= Lines of data =
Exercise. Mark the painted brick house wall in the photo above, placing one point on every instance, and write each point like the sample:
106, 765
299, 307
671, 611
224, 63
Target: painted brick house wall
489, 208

==

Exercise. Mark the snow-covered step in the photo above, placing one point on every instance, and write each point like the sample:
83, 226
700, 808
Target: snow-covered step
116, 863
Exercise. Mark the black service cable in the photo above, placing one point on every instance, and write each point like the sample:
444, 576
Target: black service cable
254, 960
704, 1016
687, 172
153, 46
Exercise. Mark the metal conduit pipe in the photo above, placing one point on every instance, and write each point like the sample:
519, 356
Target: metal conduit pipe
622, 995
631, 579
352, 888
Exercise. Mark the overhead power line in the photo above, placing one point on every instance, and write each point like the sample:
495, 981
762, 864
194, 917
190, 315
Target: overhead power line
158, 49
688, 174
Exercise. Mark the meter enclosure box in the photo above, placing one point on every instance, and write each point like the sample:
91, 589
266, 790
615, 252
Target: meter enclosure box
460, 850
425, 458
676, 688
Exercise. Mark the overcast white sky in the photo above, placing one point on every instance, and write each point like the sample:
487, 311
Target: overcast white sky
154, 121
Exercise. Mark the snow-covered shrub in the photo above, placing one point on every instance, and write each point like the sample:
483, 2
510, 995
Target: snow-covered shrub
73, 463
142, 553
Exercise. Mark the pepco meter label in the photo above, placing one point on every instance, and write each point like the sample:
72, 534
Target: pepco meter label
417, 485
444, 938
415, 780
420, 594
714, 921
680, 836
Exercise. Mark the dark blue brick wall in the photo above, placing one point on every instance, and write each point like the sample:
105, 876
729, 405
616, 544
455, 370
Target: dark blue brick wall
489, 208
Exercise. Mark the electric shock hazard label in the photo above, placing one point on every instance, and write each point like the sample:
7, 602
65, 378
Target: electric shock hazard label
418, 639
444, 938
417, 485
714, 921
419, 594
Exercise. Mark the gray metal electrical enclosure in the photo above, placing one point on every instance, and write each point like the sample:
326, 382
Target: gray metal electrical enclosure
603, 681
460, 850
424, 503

* * *

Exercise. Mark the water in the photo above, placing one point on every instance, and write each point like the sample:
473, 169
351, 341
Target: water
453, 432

= GIVEN REQUEST =
Pick out each row above that contains the string "blue", and copy those rows in full.

= RESULT =
Exercise. Mark the dark blue brick wall in the photo above, placing one point on every instance, and write each point like the sample:
Target: dark blue brick wall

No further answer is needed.